DATA FOR PROCESSING:
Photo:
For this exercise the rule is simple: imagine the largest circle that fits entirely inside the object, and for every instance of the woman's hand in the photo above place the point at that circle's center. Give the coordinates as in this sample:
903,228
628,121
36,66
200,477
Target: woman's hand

YOUR INSTRUCTIONS:
An exact copy of the listing is the goal. Transcribe it in full.

FINAL ANSWER:
Photo:
For this exercise the rule is simple: imagine the largest circle that fits entirely inside the object, and for every instance of the woman's hand in the photo above place the point at that circle's center. Give the coordinates as in this sample:
903,228
628,121
36,66
200,477
Target: woman's hand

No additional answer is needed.